■ Das Portrait: Ben Witter
Es war vor gut drei Jahren, im sechsten Stock des Pressehauses in Hamburg. Nachdem man uns beiden die Teilnahme an einer Redaktionsversammlung der Zeit verwehrt hatte, standen wir zusammen im Flur. Ben Witter bot mir eine seiner starken, filterlosen Zigaretten an. „Ben“, sagte ich zu ihm, „ich dachte, daß Sie seit Jahrzehnten hier Redakteur sind.“ – „Ach nebbich“, antwortete er mit seiner tiefen, rauhen Stimme. „Wir brauchen das doch nicht. Sicherheit, einen Posten; ich war immer freier Journalist.“
Ein wenig hatte ihn der freundliche Rauswurf doch gekränkt, saß er doch jeden Freitag bei der Großen Konferenz der Zeit auf immer demselben Stuhl, direkt neben der Türe.
Es war der richtige Platz für ihn. Die Türe hatte man dem gelernten Buchhändler und Antiquar auch in seiner ersten Stellung, als Lokalredakteur beim Hamburger Fremdenblatt, gewiesen. Er hatte ein Gedicht mit dem Titel „Der Bettler“ geschrieben und ins Blatt gerückt, sein Beitrag zum zehnten Gründungstag der nationalsozialistischen Volkswohlfahrt. Die Schriftleitung musterte ihn als „untragbaren Intellektuellen“ aus. Ein paar Jahre später arbeitete er als Reporter für die Welt, schrieb für den Rundfunk und seit 1953 für die Zeit.

◆ SCHRIFTLICHE AUFGABE:
Stimmen die folgenden Aussagen mit dem Text über Ben Witter überein? Antworte bei jeder mit Ja oder Nein und zitiere wörtlich die Worte aus dem Text, die den Ausschlag geben.
1. Ben Witter sagt von sich, er sei immer freier Journalist gewesen.
2. Beim Hamburger Fremdenblatt arbeitete er als Sportredakteur.
3. Für die Zeit schrieb er seit 1953.

◆ AUSZÜGE DER DATENSÄTZE:
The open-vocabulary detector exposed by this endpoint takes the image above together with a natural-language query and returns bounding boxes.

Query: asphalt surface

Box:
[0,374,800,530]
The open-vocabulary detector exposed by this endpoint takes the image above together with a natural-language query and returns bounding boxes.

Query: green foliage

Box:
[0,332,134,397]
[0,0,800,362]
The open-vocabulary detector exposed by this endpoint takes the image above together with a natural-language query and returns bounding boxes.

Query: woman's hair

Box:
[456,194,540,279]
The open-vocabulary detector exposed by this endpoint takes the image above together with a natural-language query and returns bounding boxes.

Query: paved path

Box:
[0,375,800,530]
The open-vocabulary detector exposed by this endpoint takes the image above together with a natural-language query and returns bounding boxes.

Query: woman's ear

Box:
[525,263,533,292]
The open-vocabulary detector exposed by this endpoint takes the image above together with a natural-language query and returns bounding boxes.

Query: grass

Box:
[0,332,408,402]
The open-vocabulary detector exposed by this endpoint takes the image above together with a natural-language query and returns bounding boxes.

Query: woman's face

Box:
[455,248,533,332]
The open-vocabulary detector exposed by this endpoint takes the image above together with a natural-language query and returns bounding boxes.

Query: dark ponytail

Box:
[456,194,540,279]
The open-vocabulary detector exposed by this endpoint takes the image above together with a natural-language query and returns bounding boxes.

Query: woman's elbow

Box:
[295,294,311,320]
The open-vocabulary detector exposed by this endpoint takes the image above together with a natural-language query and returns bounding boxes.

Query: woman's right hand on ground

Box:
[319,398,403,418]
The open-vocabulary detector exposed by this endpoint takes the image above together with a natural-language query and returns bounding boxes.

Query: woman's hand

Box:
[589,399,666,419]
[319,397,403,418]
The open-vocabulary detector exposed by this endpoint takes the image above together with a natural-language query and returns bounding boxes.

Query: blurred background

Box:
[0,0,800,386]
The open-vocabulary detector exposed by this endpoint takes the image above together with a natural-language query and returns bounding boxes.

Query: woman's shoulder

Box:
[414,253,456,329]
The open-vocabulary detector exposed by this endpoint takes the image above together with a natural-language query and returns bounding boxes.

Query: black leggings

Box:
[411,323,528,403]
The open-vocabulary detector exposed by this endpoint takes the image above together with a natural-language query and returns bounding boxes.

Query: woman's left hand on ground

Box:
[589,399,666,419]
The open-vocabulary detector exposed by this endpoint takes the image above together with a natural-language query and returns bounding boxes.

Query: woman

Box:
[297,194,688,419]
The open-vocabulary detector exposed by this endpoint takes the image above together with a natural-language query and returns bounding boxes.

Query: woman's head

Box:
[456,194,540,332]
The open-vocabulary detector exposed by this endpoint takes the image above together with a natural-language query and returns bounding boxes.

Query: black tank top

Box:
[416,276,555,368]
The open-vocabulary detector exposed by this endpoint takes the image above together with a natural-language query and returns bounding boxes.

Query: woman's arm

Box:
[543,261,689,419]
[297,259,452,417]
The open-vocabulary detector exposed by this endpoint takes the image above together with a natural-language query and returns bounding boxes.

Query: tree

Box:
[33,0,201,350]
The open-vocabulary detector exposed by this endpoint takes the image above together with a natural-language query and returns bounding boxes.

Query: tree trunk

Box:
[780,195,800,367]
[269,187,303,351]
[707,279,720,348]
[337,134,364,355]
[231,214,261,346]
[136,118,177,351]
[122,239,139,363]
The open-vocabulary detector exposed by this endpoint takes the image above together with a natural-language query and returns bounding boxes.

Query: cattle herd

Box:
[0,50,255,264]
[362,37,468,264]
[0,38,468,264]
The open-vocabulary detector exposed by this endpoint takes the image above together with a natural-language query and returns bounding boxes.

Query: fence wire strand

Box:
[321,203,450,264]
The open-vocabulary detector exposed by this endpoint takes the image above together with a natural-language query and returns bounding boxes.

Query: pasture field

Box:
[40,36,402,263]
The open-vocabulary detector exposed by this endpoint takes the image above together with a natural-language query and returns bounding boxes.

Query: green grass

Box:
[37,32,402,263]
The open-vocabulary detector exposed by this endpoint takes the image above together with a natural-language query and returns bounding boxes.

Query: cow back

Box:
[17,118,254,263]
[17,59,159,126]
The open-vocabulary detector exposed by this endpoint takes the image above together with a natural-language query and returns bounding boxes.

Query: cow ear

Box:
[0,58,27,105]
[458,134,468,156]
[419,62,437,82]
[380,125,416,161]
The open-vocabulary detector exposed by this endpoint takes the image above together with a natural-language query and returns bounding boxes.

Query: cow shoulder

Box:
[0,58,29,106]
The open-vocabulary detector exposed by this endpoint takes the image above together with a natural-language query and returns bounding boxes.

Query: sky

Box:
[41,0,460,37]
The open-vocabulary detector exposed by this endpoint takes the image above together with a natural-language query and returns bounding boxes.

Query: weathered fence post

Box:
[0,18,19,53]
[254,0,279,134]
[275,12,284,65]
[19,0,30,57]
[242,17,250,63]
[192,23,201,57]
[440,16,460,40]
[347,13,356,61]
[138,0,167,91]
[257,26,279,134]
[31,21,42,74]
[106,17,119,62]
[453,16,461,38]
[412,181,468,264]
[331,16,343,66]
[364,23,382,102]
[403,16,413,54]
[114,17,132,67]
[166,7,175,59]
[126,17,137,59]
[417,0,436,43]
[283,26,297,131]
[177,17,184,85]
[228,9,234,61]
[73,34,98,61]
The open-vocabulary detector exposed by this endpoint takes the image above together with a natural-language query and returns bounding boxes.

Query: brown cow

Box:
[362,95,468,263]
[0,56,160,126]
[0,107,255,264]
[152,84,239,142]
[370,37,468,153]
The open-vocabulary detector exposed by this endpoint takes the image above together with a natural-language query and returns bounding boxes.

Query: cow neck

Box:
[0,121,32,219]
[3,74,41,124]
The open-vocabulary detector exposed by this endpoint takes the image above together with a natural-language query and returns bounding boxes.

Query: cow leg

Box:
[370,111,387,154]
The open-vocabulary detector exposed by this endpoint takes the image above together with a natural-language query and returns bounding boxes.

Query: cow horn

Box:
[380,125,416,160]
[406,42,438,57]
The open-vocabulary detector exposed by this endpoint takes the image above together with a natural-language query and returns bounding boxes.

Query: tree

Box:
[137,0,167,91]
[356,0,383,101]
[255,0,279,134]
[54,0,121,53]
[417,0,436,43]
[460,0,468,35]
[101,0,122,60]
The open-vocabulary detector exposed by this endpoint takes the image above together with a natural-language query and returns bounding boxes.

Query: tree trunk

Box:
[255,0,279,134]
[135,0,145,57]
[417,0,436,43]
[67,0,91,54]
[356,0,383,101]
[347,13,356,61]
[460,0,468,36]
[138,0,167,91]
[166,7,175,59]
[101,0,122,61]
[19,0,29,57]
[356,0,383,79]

◆ VOLLSTÄNDIGE LÖSUNG:
1. Ja: „ich war immer freier Journalist.“
2. Nein: „als Lokalredakteur beim Hamburger Fremdenblatt“
3. Ja: „seit 1953 für die Zeit“